* [What the task asks] Only one stretch of the data is wanted: the line containing "Find the person wearing", the line containing "Find the fingers", and every line between them, copied exactly.

[Natural-language object grounding data]
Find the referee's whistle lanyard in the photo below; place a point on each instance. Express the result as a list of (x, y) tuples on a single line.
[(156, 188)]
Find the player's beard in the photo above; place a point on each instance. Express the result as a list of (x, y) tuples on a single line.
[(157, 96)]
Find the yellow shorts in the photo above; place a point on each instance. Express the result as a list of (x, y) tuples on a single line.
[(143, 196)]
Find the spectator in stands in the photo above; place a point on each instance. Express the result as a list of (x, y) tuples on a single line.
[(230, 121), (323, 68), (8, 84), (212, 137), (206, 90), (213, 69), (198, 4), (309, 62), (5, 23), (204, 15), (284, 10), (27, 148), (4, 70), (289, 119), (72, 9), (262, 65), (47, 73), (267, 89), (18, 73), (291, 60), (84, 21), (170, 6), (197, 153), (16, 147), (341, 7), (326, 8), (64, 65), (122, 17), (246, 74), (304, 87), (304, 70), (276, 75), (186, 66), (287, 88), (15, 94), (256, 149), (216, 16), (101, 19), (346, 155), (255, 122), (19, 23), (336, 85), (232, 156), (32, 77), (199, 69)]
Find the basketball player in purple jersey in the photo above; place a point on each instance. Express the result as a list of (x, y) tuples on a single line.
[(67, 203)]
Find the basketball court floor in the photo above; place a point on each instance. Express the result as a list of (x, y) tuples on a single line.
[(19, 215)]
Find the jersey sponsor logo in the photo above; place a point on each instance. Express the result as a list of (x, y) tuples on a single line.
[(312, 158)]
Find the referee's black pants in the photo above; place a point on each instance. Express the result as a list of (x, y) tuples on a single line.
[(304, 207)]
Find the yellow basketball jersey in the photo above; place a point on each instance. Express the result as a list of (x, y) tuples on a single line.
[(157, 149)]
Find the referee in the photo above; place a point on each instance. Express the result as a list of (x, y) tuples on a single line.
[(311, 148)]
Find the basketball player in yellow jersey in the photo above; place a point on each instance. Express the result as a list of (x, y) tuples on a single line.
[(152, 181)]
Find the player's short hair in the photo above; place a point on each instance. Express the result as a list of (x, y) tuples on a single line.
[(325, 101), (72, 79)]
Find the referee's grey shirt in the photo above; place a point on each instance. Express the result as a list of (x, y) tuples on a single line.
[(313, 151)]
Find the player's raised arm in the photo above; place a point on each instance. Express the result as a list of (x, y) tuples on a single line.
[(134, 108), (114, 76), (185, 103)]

* * *

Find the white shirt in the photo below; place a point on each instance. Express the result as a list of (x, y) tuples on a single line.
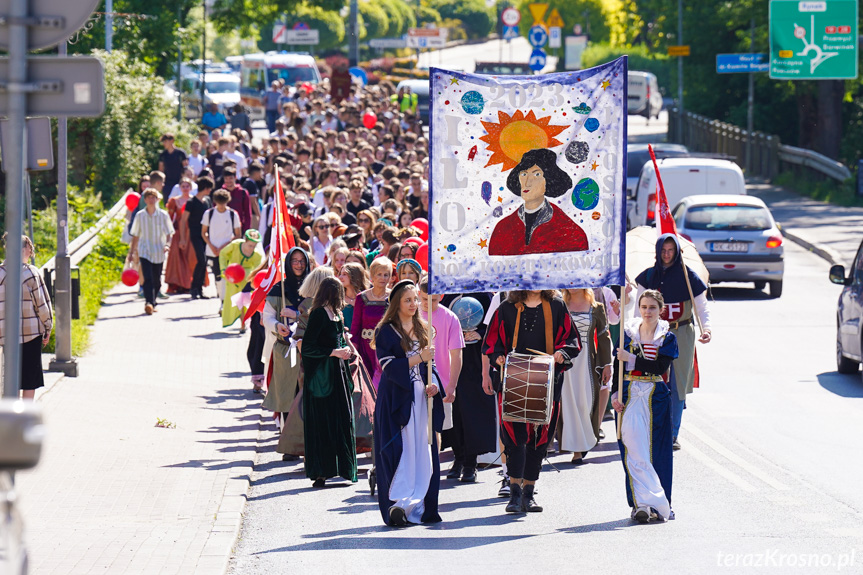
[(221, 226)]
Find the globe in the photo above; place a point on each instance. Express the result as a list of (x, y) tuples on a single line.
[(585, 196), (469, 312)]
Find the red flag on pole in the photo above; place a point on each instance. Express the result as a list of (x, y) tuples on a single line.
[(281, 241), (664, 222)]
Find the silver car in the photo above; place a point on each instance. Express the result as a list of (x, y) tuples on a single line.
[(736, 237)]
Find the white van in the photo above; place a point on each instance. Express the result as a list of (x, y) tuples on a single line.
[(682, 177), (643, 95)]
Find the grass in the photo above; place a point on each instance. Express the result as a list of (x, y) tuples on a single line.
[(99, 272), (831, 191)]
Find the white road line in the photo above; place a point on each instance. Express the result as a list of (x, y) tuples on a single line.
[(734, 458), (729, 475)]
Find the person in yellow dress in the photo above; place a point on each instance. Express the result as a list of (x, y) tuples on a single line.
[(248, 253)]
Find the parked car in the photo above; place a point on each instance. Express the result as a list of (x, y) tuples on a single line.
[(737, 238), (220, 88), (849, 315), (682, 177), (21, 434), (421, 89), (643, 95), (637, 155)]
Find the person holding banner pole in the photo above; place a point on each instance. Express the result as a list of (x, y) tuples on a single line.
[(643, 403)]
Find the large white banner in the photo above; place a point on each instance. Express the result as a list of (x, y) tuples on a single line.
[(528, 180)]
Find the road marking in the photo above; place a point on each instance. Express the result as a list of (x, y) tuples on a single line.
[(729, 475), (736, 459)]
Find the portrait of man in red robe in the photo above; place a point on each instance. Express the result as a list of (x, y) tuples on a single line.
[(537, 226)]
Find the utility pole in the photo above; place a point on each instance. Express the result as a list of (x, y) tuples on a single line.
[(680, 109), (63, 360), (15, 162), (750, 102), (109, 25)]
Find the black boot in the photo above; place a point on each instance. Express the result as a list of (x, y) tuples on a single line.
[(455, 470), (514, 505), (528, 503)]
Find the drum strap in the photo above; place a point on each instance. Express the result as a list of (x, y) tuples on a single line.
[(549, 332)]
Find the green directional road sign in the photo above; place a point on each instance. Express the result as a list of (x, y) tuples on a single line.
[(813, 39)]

---

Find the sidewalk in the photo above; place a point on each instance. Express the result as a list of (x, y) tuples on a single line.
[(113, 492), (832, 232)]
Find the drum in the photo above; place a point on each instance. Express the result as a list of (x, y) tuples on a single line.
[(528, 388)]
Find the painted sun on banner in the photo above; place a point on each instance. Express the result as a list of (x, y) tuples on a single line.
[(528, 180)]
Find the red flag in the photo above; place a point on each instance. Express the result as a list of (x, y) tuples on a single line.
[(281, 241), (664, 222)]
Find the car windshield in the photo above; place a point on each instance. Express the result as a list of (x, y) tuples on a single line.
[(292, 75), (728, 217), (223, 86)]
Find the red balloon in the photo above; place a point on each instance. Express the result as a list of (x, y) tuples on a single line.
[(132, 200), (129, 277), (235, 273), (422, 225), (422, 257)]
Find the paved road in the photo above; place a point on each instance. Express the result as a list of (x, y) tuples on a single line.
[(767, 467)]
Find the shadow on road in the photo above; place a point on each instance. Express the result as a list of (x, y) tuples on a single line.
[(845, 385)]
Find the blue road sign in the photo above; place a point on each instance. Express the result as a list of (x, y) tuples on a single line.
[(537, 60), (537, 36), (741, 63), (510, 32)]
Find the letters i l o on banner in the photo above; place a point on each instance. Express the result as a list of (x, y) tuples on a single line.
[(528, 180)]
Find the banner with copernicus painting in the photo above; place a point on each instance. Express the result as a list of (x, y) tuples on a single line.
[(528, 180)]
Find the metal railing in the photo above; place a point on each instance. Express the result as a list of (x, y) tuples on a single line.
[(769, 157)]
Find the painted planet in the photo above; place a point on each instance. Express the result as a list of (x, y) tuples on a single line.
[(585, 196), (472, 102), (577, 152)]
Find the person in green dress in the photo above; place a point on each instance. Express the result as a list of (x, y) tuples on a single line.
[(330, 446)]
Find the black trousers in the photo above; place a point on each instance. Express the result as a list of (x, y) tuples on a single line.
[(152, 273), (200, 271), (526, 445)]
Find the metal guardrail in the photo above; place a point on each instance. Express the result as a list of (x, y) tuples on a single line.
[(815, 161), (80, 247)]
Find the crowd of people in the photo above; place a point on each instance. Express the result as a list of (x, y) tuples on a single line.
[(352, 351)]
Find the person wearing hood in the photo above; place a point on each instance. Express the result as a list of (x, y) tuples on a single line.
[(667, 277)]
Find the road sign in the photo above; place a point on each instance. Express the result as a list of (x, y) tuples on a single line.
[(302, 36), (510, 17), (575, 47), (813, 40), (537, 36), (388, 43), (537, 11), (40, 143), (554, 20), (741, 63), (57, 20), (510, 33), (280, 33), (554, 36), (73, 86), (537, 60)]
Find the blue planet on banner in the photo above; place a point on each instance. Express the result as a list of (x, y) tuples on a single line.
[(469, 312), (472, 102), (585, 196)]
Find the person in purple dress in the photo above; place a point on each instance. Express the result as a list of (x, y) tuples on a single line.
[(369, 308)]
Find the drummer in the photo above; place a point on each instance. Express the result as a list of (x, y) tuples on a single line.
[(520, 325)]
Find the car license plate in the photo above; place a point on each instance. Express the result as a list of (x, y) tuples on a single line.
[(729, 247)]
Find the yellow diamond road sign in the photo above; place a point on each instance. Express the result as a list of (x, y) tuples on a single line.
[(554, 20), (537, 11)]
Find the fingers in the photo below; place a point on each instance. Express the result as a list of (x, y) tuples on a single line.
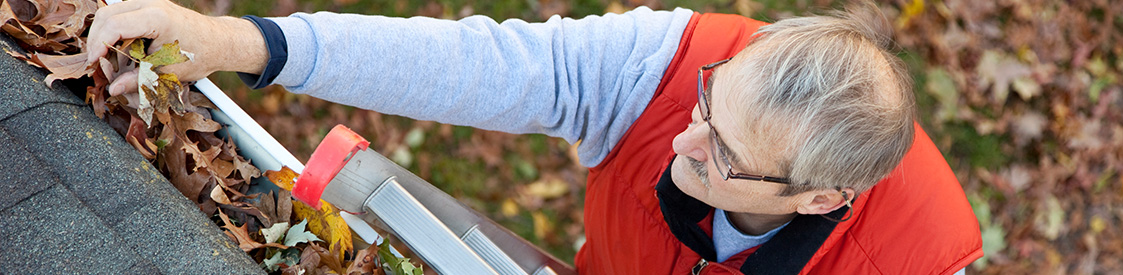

* [Result]
Find the person wearing hood in the photo above; place a point on each instance. Express the result as a list of (x, y) tuples on a single line.
[(667, 277)]
Find the road sign in the photo above; place a point on each instance. Express the result as a list of (x, y) tuples on a single line.
[(302, 36), (510, 17), (575, 47), (813, 40), (537, 36), (388, 43), (537, 11), (40, 143), (554, 20), (741, 63), (57, 20), (510, 33), (280, 33), (554, 36), (73, 86), (537, 60)]
Find the blue planet on banner in the photo above; place a point on each instance. Express the result as a list of (x, y) tuples on a single line.
[(469, 312), (472, 102), (585, 196)]
Find the person in purple dress in the photo above; place a point on each instance. Express the result as a list of (x, y) tuples on a single line.
[(369, 308)]
Find the drummer in the photo above; place a point on each instance. Express the result as a list of (x, y) tuples on a single line.
[(520, 325)]
Find the car license plate in the photo above; place a point on each instance. Express the result as a list of (x, y) tuples on a single line.
[(729, 247)]
Find the yellow diamond road sign in the photo above; place a point on each instance. Express the result as a list of (x, y) tuples on a single line.
[(554, 20), (537, 11)]
Find the fingers in the photo below; place a point on each instance. Express the result as a list of (x, y) tuples on a single line.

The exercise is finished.